** Extract provided follows **
Barry Lynn. Proud graduate and class valedictorian of Mike & Chopper’s Sports Bar, Grill and Theological Seminary.
“Real religious liberty does have a meaning in this country and should have a meaning throughout the world,” he went on to say. “It should mean that governments should not tell the church what it should believe. It does mean that government can’t play favorites among religions or even between theists and atheists. It means that persons of faith can proselytize, can evangelize, can even condemn those who don’t believe, so long as they do it on their own time.
Impressive words. They would have been much more impressive if their egregious fraud of a speaker hadn’t decided to go full Jack Chick for some reason.
Lynn characterized the Catholic Church’s claim of religious liberty this way: “Here’s what the other side says: ‘We in the institutional Church have the right to get as much money from the government as our well-heeled lobbyists can possibly squeeze out of it, and, then, we, as a corporate entity, demand that we be allowed to ignore any and all the rules, regulations or civil-rights laws that we don’t like.’”
As far as Barry’s concerned, you Mariolators can believe anything you want to as long as you stop believing it whenever the government tells you to stop.
It’s an interpretation of religious liberty, he said, “that has got to be stopped, because if that’s the interpretation of religious freedom, then the Church ends up setting up all the rules. Anything that violates some claim, some tenet of some faith, no matter how trivial it may be, becomes a justification for exemption from the laws that apply to the rest of us. Any adverse effect that those exemptions have on anybody else is just tough luck for us, a cost of doing the Church’s business”
Because your opinions are stupid.
** End of Extract provided **
Tasks to complete
1 - In the commentary on Barry Lynn, what does Lynn say religious liberty means governments should not tell the church?
2 - Continue the commentary on Barry Lynn after its final line.
** The data follows **
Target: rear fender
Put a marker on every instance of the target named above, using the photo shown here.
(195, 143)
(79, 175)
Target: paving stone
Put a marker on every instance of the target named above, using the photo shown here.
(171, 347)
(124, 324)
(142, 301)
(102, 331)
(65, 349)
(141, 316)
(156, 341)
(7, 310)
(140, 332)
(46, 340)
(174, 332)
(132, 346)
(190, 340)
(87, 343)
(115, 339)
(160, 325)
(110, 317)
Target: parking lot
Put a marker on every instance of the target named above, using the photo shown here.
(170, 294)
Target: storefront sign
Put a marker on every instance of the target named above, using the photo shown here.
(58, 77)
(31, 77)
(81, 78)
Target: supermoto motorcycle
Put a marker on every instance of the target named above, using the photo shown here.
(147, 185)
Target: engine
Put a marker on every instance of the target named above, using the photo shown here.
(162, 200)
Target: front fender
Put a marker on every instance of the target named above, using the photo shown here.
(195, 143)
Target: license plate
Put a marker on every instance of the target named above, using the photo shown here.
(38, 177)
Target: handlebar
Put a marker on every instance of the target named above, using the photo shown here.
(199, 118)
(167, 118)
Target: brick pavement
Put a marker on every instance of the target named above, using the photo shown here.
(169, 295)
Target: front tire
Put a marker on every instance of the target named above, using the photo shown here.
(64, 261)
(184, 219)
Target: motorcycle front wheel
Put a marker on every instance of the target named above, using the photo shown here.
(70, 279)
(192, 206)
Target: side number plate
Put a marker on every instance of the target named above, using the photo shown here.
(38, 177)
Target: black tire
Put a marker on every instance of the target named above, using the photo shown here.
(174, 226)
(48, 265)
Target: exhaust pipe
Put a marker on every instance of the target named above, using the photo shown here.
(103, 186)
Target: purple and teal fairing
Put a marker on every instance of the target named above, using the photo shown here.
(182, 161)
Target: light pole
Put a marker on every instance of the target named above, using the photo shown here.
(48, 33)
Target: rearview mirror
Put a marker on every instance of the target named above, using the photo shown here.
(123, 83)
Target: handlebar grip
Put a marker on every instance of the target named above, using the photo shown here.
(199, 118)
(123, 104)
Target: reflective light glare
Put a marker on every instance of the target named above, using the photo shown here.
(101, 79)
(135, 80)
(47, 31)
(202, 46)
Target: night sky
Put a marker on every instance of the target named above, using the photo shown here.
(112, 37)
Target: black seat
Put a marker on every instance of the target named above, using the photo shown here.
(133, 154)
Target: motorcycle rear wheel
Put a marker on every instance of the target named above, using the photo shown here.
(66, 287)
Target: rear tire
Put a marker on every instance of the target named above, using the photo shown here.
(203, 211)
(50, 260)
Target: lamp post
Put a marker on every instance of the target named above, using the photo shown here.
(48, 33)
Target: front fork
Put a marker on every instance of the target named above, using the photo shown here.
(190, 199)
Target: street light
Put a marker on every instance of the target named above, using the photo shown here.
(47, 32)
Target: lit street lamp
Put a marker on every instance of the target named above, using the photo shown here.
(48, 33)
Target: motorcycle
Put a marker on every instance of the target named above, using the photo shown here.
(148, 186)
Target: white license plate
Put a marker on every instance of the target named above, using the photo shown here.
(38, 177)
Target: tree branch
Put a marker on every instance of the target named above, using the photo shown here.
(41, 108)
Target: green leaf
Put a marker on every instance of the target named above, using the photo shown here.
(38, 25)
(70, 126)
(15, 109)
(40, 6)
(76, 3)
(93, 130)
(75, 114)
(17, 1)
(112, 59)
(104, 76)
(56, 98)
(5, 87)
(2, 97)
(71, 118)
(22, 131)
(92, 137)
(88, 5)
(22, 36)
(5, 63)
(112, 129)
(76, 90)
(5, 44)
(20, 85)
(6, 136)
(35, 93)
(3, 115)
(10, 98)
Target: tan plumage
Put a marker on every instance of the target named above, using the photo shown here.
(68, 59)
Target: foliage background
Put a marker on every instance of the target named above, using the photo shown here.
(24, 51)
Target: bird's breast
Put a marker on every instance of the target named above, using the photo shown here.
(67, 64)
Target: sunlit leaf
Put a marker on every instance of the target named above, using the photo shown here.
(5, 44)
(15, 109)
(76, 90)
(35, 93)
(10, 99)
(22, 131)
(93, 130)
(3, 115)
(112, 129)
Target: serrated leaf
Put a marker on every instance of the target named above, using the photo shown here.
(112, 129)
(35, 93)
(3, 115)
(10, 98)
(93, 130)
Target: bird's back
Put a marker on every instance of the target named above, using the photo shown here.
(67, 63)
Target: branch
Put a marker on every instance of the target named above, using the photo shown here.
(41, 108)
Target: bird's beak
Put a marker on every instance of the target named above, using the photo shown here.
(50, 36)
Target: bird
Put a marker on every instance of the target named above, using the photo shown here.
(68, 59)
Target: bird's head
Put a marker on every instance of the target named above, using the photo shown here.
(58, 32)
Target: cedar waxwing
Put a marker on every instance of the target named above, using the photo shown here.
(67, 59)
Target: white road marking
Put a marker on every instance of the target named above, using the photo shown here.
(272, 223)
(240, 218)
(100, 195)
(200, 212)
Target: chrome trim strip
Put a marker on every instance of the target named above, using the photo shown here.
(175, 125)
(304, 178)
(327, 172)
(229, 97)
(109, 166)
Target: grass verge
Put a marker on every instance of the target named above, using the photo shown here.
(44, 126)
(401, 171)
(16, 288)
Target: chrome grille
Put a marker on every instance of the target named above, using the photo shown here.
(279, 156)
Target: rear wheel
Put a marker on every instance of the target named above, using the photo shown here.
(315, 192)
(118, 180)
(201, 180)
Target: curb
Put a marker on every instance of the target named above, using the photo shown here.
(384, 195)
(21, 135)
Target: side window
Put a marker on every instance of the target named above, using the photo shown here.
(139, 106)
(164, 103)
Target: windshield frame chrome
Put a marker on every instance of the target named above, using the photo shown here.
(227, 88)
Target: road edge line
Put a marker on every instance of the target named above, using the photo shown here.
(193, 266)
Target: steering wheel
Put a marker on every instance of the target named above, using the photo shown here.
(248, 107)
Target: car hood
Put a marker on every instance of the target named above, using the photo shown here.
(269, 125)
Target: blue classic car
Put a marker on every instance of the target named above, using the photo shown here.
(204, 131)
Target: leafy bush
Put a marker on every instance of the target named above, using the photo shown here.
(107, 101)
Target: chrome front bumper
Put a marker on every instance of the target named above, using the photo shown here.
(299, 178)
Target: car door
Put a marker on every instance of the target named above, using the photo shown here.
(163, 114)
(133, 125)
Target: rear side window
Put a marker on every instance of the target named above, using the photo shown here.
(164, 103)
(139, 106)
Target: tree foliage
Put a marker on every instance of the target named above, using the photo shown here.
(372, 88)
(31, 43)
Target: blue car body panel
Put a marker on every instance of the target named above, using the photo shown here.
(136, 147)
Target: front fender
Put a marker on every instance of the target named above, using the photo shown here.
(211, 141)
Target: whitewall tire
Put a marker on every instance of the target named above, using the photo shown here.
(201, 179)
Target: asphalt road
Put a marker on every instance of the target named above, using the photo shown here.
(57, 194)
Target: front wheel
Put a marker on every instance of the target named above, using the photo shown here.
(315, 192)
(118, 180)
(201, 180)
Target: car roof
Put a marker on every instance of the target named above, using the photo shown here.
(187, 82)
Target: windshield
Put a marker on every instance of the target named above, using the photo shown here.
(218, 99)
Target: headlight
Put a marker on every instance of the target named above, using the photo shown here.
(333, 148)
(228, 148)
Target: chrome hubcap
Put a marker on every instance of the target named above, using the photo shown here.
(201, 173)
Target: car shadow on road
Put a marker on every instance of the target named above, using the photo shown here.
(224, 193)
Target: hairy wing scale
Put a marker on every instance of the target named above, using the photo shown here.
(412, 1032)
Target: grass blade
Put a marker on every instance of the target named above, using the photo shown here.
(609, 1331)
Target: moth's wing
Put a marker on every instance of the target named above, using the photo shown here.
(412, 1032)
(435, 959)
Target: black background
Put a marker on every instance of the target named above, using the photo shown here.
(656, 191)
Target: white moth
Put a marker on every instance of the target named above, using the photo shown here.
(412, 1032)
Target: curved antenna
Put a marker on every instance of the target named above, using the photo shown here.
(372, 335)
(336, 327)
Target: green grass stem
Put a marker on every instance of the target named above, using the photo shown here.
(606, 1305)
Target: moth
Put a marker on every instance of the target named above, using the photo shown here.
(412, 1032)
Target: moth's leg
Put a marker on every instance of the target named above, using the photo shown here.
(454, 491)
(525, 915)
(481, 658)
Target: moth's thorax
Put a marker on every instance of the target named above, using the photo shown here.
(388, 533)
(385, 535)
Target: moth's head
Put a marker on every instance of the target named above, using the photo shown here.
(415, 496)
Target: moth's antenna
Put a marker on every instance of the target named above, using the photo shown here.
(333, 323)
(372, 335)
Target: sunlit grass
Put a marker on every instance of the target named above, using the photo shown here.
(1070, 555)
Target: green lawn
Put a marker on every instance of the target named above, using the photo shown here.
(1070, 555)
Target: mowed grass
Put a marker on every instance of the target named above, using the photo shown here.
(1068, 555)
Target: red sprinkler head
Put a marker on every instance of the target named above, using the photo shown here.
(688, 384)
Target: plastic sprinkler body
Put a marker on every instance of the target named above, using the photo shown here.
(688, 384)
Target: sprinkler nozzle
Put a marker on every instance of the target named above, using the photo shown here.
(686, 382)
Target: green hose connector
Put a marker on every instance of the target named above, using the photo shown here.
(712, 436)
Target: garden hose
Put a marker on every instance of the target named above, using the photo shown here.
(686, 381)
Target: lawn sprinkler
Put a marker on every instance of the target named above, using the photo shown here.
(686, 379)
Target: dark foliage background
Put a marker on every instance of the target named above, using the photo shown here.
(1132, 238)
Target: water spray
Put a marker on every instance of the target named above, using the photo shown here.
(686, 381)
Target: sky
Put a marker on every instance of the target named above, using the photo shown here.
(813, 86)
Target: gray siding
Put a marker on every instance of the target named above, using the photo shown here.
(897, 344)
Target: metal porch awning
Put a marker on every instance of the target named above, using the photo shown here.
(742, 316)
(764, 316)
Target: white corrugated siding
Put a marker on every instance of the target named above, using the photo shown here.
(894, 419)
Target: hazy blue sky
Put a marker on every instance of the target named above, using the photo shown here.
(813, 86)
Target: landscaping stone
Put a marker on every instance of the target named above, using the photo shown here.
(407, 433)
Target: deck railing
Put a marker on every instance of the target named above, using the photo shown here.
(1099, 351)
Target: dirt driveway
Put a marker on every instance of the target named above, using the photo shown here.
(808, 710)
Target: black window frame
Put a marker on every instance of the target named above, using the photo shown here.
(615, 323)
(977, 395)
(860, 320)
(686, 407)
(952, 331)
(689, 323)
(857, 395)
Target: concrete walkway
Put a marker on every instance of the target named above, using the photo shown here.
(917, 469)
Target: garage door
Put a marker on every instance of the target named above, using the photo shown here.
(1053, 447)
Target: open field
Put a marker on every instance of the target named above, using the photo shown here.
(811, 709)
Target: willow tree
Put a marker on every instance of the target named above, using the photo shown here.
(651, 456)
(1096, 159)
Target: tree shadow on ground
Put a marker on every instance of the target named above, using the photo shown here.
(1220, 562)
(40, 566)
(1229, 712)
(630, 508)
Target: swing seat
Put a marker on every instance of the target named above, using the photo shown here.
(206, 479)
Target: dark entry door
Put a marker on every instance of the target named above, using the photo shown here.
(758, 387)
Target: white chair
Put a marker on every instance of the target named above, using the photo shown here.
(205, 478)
** End of The data **
Answers per task
1 - What it should believe.

2 -
“And why not?” Lynn continued. “Of course it should be covered. For these corporations employ hundreds, even thousands, of people who have no connection to the religious orientation of that institution. Second, those corporations get hundreds of millions of tax dollars from state and federal programs. And third, these corporations hold themselves out as performing a service for the public. There’s no St. Joseph’s Hospital somewhere that says, ‘Come to our hospital and learn about Jesus.’
They say, ‘Come to our hospital because we’ll treat and try to cure your cancer.’ And that’s the trifecta of constitutional differences that mean that they should not be exempted from the laws that apply to every other community institution and every other person.”
Every reasonable person knows that paying someone’s cab fare to the abortion clinic is not committing a sin so grow the hell up.
And the U.S. Conference of Catholic Bishops, Lynn predicted, will “again scream from the rooftops: ‘This is an infringement on our civil rights!’ Even a simple administrative act like handing out a form will be treated as if it were complicity in a sin as grave as murder or theft or adultery”
Barry wants you to remember that the national phrase of the United States is E Pluribus Unum which every American school child knows is Latin for “You have the right to follow the dictates of my conscience.”
Further, he expressed outrage that the bishops are making an argument for the religious freedom of not only their own diocesan and other institutions, but others as well: “They’re saying: ‘We demand that every single Catholic or fundamentalist business owner has the right to overrule the conscience of his employees too.’
After all, the Establishment Clause was written well over fifty years ago and no longer has any relevance for the modern world.
“You see, you can’t run a comprehensive health-care system in this country — in legalese that is a ‘compelling government interest’ — if every employer can opt out of providing their employees the coverage that they desperately need or want whenever a single tenet of the faith is impinged upon in some tangential way.”
The stupid douche went on to say some more idiotic crap and you can read it at the link if you want to. As for me, I can only take brain-dead leftist sock puppets like Barry Lynn in extremely limited doses.